- [PROMPT]: Print everything in the material below, from the line containing "Spot every instance of the yellow armchair" down to the line containing "x=1155 y=205". Include both of those lines, change nothing, and output no other lines.
**********
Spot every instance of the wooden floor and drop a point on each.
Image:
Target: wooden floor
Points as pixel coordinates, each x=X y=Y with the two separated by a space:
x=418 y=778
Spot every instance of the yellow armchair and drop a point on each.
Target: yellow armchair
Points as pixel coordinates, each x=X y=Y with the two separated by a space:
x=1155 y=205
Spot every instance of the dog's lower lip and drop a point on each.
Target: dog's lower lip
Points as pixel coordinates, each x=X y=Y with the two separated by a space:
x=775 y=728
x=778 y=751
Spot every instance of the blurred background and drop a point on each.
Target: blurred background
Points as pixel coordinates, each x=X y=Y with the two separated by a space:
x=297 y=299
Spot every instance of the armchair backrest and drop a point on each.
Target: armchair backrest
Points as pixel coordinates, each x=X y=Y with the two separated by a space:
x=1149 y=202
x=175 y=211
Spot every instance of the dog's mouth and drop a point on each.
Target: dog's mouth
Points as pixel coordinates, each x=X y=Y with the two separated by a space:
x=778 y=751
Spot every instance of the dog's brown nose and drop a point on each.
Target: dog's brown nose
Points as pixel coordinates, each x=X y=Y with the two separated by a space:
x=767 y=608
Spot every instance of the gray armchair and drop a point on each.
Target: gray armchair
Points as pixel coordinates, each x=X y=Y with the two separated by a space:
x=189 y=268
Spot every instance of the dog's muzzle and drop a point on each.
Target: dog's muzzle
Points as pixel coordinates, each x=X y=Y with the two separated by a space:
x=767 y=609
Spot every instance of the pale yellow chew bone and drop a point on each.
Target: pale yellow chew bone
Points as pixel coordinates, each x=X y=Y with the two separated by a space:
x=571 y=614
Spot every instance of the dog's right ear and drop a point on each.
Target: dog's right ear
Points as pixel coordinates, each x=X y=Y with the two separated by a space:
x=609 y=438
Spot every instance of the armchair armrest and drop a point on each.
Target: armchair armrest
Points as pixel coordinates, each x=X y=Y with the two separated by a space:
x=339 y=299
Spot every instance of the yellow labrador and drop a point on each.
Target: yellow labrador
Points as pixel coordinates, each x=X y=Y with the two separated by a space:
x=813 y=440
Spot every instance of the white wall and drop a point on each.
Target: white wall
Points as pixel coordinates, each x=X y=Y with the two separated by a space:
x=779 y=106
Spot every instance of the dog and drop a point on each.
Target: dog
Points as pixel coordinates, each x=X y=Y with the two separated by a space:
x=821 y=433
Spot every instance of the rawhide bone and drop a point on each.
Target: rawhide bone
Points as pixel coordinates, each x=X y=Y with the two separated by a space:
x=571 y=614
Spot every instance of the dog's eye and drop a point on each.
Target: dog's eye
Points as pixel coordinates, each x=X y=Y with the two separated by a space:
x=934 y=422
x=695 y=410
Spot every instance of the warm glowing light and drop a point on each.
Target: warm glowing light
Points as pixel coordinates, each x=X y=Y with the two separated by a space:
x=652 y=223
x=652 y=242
**********
- [THE RESULT]:
Spot every instance of the yellow armchair and drop a point on each.
Target: yellow armchair
Points as pixel coordinates, each x=X y=Y with the two separated by a space:
x=1155 y=205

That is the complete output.